» Task to carry out: Identify, in the records below, every line where the string "aisle" appears, and copy each such line.

Saved entries:
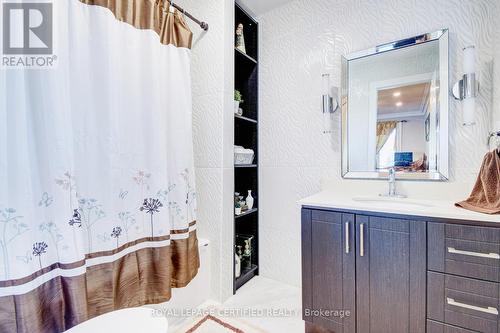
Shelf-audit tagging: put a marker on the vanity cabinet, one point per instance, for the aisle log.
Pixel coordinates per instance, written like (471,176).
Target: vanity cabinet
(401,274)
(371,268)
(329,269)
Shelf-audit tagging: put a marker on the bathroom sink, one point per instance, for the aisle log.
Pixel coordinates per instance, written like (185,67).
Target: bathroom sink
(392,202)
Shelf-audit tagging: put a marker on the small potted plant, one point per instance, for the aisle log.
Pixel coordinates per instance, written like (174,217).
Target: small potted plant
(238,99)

--

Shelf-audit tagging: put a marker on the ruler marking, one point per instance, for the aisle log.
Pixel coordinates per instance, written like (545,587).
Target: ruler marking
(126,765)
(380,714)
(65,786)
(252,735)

» Exercise output:
Shelf-audit tagging: put a marker on the vanity cabinet, one point per instance, for the aisle log.
Shelf-audit tagging: put a marker on the bathroom sink, one point per instance, for the aisle log.
Shelf-audit tagging: put a marker on the small potted plant, one point per instance, for the aisle log.
Shelf-audit tagging: put a marker on the ruler marking, one point per instance, for the aisle log.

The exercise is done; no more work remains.